> Do this
Edit the records below by changing every "innermost point" to "central point" and leaving everything else as it is.

Labeled-object pointing entries

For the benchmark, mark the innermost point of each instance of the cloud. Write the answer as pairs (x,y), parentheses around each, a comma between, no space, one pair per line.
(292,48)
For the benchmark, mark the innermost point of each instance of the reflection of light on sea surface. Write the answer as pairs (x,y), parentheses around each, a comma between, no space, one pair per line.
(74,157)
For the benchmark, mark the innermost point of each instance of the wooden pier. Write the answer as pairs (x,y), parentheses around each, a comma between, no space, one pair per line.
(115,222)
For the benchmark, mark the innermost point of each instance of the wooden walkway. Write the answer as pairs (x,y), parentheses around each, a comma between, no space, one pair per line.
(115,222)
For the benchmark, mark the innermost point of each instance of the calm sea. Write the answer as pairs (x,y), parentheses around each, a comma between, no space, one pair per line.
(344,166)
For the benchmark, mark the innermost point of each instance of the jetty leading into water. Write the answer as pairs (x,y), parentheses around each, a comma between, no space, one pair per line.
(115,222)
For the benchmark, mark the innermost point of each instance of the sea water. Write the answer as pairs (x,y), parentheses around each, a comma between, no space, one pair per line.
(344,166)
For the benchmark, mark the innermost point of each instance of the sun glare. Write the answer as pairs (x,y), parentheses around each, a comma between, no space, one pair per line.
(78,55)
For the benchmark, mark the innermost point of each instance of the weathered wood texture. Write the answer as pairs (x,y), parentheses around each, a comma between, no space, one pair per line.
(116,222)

> The response
For the benchmark, mark the central point of each instance of the cloud. Write the answer as pairs (x,y), parentheses around each, a comma between, no space, one pair per line.
(292,48)
For the benchmark, mark the central point of each instance of the reflection of light on sea surface. Write the answer as pairs (x,y), parentheses around each, a comma between, no space, one pair per line.
(74,157)
For the benchmark, mark the central point of each instance of the wooden pier. Write the answer as pairs (x,y), parentheses around each, a comma between, no space, one pair per line.
(115,222)
For the benchmark, mark the central point of each instance of the wooden walkway. Write the answer as pairs (x,y), parentheses around each, a comma between, no space, one pair per line.
(115,222)
For the benchmark, mark the central point of each instance of the calm sea. Write the answer as pairs (x,y), parentheses around each, a comma between, no space, one pair per line.
(344,166)
For the benchmark, mark the central point of each instance of the jetty leading into water. Write the answer as pairs (x,y), parentheses around each, a comma between, no space, one pair per line.
(115,222)
For the benchmark, mark the central point of each instance of the sea water. Write the answer as pairs (x,y), parentheses around each, a comma between, no space, one pair per line.
(344,166)
For the benchmark, mark the central point of each instance of the sun glare. Write the answer as pairs (x,y), parentheses around each, a comma between, no space, one pair per line.
(78,55)
For the benchmark, mark the central point of each instance of the weathered wood texture. Write the answer as pairs (x,y), parentheses around each, a comma between, no space, one pair per line.
(116,222)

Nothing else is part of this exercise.